## ACTIVITY 1:
Do the following statements agree with the article on the Fresno Planned Parenthood protest? For each, answer yes or no and quote the words from the article that decide it.
(a) Gerardi arrived at the protest around 8 a.m.
(b) Gerardi denied that the clinic offers any services besides abortions.
(c) Federal money pays for abortions at Planned Parenthood.
## ACTIVITY 2:
According to the article on the Fresno Planned Parenthood protest, which organization does John Gerardi lead as executive director?
## ACTIVITY 3:
Continue the article on the Fresno Planned Parenthood protest, picking up after its last sentence.

## EXTRACT TO READ:

Anti-Planned Parenthood protest in Fresno outnumbered by supporters of clinic
In an effort to join national groups protesting Planned Parenthood, a small Fresno group stood across the street from the Fulton Street clinic on Saturday. But their protest was quickly drowned out by a larger, and louder, crowd of clinic supporters.
John Gerardi, 29, was there to protest against Planned Parenthood as the executive director of Right to Life of Central California, a nonprofit whose purpose is to “restore societal respect” for all human beings from fertilization until death, according to its website.
Gerardi said he showed up about 8 a.m. with nearly one dozen friends and church members to stand against the clinic he believes is “chiefly an abortion provider.”
He acknowledged that the clinic provides services other than abortions, but said he wanted to present two main points in his stance against Planned Parenthood — he doesn’t think any taxpayer money should fund the clinic, and he believes the clinic has a bad record of reporting statutory rape.
“Our goal is not to leave women high and dry. Our goal is to divest the money to organizations that would use it better,” Gerardi said. “We say essentially Planned Parenthood is an abortion provider.”
Gerardi said he wants the federal government to defund the clinic and believes it will. He said he wants the money to be sent to clinics that offer prenatal and postnatal care, but do not provide abortions.
“I believe that abortion is morally wrong, so insofar as I think abortion is wrong, I don’t think abortion clinics should be there,” he said.
Federal dollars don’t pay for abortions, but the organization is reimbursed by Medicaid for other services, including birth control and cancer screening. Anti-abortion conservatives have long tried to cut Planned Parenthood funds, arguing that the reimbursements help subsidize abortions.

## GIVEN DATA:
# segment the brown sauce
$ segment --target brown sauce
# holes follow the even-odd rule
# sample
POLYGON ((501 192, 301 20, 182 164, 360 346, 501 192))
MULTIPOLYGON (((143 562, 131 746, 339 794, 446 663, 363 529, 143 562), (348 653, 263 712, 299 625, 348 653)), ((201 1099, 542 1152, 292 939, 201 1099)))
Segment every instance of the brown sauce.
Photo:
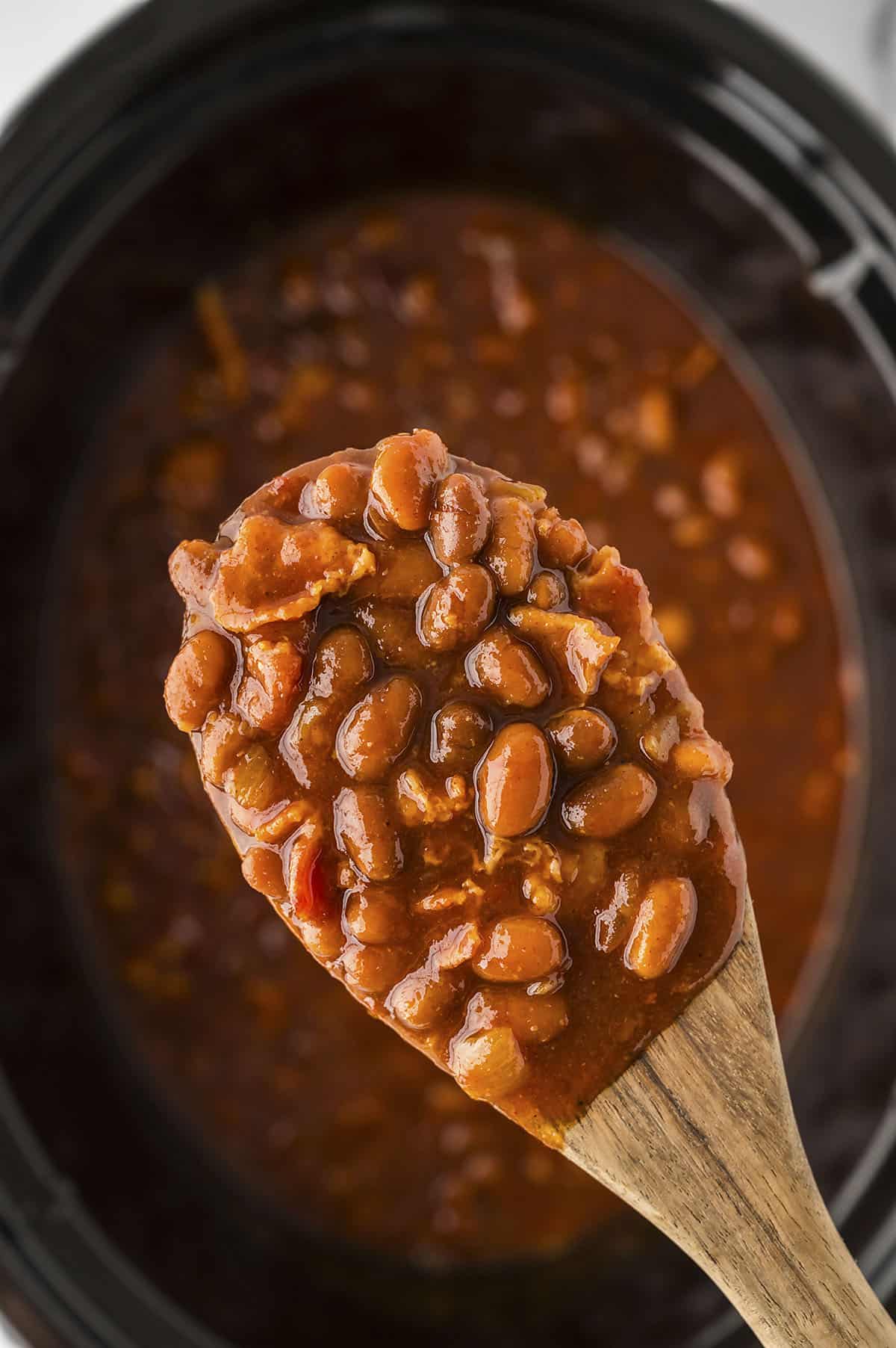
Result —
POLYGON ((261 251, 199 309, 216 349, 189 325, 123 390, 77 527, 66 861, 143 1051, 251 1182, 311 1225, 426 1262, 561 1248, 616 1211, 609 1197, 369 1020, 243 884, 162 706, 179 631, 166 558, 257 481, 396 426, 435 425, 543 483, 651 578, 732 752, 780 1010, 825 909, 850 766, 804 507, 694 319, 535 206, 352 208, 261 251))

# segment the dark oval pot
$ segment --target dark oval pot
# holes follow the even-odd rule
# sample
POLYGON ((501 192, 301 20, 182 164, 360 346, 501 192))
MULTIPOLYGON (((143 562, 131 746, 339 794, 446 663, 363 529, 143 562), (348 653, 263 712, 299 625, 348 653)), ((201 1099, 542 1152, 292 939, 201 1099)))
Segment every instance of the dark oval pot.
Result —
POLYGON ((749 1341, 648 1236, 612 1259, 583 1248, 437 1278, 290 1227, 216 1169, 129 1061, 55 864, 46 631, 97 410, 195 278, 260 226, 419 182, 535 194, 648 253, 722 325, 802 446, 864 775, 839 944, 807 975, 814 1010, 790 1027, 790 1072, 845 1236, 881 1295, 896 1285, 889 147, 817 71, 703 0, 155 0, 0 143, 0 586, 15 632, 0 1286, 35 1344, 749 1341))

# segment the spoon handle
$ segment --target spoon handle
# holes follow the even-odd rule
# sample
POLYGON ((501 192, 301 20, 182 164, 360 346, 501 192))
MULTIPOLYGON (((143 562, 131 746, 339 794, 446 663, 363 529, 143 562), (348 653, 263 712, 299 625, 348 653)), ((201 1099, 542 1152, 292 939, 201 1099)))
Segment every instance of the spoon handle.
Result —
POLYGON ((750 905, 725 969, 565 1153, 691 1255, 765 1348, 896 1348, 796 1131, 750 905))

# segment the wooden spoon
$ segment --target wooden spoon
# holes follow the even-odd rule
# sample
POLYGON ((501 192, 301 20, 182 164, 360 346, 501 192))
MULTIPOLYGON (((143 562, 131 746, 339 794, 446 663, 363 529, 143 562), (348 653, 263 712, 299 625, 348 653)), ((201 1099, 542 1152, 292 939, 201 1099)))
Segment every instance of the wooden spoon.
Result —
POLYGON ((796 1131, 749 900, 722 972, 563 1153, 695 1259, 765 1348, 896 1345, 796 1131))

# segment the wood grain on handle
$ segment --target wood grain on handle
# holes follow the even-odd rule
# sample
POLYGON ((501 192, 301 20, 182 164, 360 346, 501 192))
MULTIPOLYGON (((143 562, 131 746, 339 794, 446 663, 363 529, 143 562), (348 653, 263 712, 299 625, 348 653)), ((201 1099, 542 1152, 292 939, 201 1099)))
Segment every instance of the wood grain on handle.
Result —
POLYGON ((896 1348, 806 1161, 749 903, 721 975, 563 1150, 690 1254, 765 1348, 896 1348))

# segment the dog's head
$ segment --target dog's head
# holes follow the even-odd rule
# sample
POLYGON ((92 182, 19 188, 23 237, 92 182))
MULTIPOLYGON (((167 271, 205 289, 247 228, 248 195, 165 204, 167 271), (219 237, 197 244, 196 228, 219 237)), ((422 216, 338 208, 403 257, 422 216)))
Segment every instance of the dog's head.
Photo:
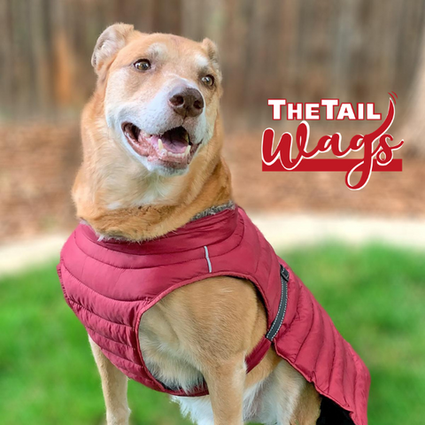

## EXPECTED OUTPUT 1:
(a) Yes: "Gerardi said he showed up about 8 a.m."
(b) No: "He acknowledged that the clinic provides services other than abortions"
(c) No: "Federal dollars don’t pay for abortions"

## EXPECTED OUTPUT 2:
Right to Life of Central California.

## EXPECTED OUTPUT 3:
Planned Parenthood says it performed 324,000 abortions in 2014, the most recent year tallied, but the vast majority of women seek out contraception, testing and treatment of sexually transmitted diseases, or other services including cancer screenings.
The nonpartisan Congressional Budget Office says defunding plans would cut roughly $400 million in Medicaid money from the group in the year after enactment and would result in roughly 400,000 women losing access to care.
Meanwhile, a crowd of Planned Parenthood supporters cheered outside the clinic while holding signs calling for the right to choose. Cars that passed by honked in a show of support. Following a short prayer, the anti-Planned Parenthood protesters left the sidewalk and it was quickly overrun by clinic supporters.
One woman pacing back and forth with a sign that read “Planned Parenthood helped me” said she was there because she has always supported the clinic and was helped by it when she feared she was pregnant at a young age. Wendy Johnson, 55, from Sanger, explained why she came to support the clinic.
“Bill Clinton said that abortion needs to be safe, legal and rare,” Johnson recalled. “The way you keep it rare is you have to have birth control readily available, affordable and with no stigma so that people don’t have to resort to abortion.”
Sarah Hutchinson, 31, who organized the rally in support of Planned Parenthood, said the clinic provides services to those who need it most, which usually are low-income women and women of color.
Hutchinson, senior policy director of ACT for Girls and Women in Visalia, added that if everyone had “comprehensive” health care, then the discussion over what services clinics provide would not be an issue.
“If we allowed women and all people to have autonomy over their own bodies, then my body and women’s bodies wouldn’t be political,” she said.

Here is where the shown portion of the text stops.